■ What needs to be done: Set down the entries once more exactly as they were written.
Start of Exercise data
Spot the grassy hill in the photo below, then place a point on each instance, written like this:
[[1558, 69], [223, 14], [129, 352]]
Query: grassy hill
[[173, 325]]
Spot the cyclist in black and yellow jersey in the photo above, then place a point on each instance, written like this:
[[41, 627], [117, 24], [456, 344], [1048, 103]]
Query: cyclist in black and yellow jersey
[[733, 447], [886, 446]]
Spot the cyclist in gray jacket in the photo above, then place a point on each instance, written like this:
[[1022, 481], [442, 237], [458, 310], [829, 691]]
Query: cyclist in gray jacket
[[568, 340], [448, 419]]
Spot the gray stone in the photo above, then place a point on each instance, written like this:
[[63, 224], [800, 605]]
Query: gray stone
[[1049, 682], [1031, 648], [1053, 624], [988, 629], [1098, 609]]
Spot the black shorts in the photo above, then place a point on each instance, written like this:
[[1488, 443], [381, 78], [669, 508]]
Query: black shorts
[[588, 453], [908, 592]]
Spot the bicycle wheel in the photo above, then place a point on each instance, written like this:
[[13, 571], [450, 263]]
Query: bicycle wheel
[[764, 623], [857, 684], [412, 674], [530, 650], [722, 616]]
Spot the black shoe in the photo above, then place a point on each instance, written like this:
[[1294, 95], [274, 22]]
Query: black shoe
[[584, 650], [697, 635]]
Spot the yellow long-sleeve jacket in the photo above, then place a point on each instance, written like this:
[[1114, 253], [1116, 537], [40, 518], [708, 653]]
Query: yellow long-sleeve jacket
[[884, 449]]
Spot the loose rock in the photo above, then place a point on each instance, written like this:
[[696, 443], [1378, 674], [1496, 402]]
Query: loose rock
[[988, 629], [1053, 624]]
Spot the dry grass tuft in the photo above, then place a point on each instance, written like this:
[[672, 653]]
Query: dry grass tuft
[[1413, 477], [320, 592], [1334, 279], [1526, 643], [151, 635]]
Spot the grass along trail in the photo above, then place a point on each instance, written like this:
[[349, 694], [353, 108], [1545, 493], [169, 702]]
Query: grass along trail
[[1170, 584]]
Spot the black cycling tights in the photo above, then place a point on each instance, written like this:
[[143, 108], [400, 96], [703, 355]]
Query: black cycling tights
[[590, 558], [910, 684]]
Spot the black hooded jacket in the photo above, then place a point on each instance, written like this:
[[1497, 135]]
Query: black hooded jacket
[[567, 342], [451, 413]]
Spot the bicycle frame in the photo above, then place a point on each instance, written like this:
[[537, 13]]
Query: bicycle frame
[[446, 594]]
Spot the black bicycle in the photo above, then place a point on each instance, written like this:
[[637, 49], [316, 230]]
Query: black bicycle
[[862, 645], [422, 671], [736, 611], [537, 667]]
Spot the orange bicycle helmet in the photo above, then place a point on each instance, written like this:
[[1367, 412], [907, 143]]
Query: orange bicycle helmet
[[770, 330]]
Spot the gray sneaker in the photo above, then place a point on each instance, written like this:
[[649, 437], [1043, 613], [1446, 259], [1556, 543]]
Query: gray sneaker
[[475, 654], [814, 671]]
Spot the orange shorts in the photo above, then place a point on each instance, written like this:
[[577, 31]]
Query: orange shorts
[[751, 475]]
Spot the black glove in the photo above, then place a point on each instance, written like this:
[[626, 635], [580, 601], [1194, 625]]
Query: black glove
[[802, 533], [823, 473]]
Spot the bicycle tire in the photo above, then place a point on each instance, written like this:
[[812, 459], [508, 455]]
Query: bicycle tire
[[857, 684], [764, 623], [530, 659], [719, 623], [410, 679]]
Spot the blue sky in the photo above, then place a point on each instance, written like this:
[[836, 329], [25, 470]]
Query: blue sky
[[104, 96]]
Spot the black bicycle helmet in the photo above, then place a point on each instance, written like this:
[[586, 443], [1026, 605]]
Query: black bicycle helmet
End of Exercise data
■ Reply:
Spot the grassy hill in the photo below, then place a point on each instance, written like this:
[[1558, 69], [223, 14], [129, 352]]
Query: grassy hill
[[173, 325]]
Spot the cyclist in black and yellow jersey in the photo above, then place a point on each instance, written like this:
[[41, 627], [117, 24], [456, 344], [1048, 103]]
Query: cyclist in black and yellow jersey
[[733, 447], [886, 446]]
Spot the cyclist in gray jacket in the photo above, then place a point on each instance, written like this:
[[1022, 481], [442, 237], [458, 310], [829, 691]]
Query: cyclist in gray jacket
[[568, 340], [448, 419]]
Spot the gray stone in the photo above, then place a point on each instance, written like this:
[[63, 224], [800, 605]]
Query: gray stone
[[1049, 682], [1031, 648], [1053, 624], [988, 629], [1098, 609]]
Spot the black shorts in the photo above, then place a point on each instance, written like this:
[[1488, 443], [381, 78], [669, 508]]
Query: black shorts
[[588, 453], [908, 592]]
Spot the bicycle wheel in the photo above, then place a point on each instance, written like this:
[[13, 571], [450, 263]]
Query: bicycle wheel
[[764, 623], [857, 684], [412, 674], [530, 650], [722, 616]]
Spot the black shoe in the photo above, then place a point on each instance, written like this:
[[1294, 95], [274, 22]]
Query: black shoe
[[584, 650], [697, 635]]
Spot the yellow long-sleeve jacket in the photo above, then place a point on each instance, written like this:
[[1114, 253], [1116, 537], [40, 518], [708, 653]]
Query: yellow long-sleeve jacket
[[884, 449]]
Spot the loose rock in the photo above, then place a point on each instance, written like this:
[[696, 443], [1378, 674], [1496, 402]]
Query: loose rock
[[988, 629], [1053, 624]]
Spot the dry grass tuft in the photo above, then place a point on each instance, written like this:
[[672, 653]]
Query: dry grass tuft
[[1413, 477], [320, 592], [1334, 279], [1526, 643], [151, 635]]
Spot the grass along trail in the photo above, then place a point on each instance, written like this:
[[349, 694], [353, 108], [1545, 493], [169, 702]]
Query: grass along trail
[[1170, 584]]
Spot the black cycling tights in the photo above, then place a point on each instance, written like this:
[[143, 108], [400, 96], [703, 355]]
Query: black cycling tights
[[590, 558], [910, 684]]
Spot the black hooded jacket in the photo above, then place a point on each instance, written like this:
[[1497, 135]]
Query: black hooded jacket
[[567, 342], [451, 413]]
Spot the bicycle frame in the photo above, then place a point on each instance, written like this:
[[537, 13]]
Query: bicycle frame
[[446, 594]]
Spot the black bicycle in the photo above, then place a point on each instance, written like this:
[[637, 49], [316, 230]]
Query: black bicycle
[[862, 645], [422, 671], [736, 611], [537, 667]]
Spot the orange bicycle helmet in the photo above, then place a point on each instance, written like this:
[[1367, 412], [907, 143]]
Query: orange bicycle helmet
[[770, 330]]
Spot the gray sneaker in the photo above, then place a point on each instance, written like this:
[[649, 437], [1043, 613], [1446, 259], [1556, 543]]
Query: gray sneaker
[[475, 654], [814, 671]]
Spot the orange shorts in the photo above, then place a point on each instance, written like this:
[[577, 31]]
Query: orange shorts
[[751, 475]]
Spot the black glove in the photo above, then place a point on each instance, written like this:
[[626, 635], [580, 601], [1194, 625]]
Query: black glove
[[802, 533], [823, 473]]
Spot the bicycle tire in the photo above, then place a point on each instance, written like this:
[[812, 459], [508, 455]]
Query: bicycle tire
[[857, 684], [764, 623], [530, 659], [719, 623], [410, 679]]
Spot the blue sky in the photo above, then place a point on each instance, written like this:
[[836, 329], [25, 470]]
Query: blue sky
[[104, 96]]
Spot the black bicycle helmet in the photo above, then place a point on each instance, written like this:
[[586, 443], [1026, 605]]
Query: black bicycle helmet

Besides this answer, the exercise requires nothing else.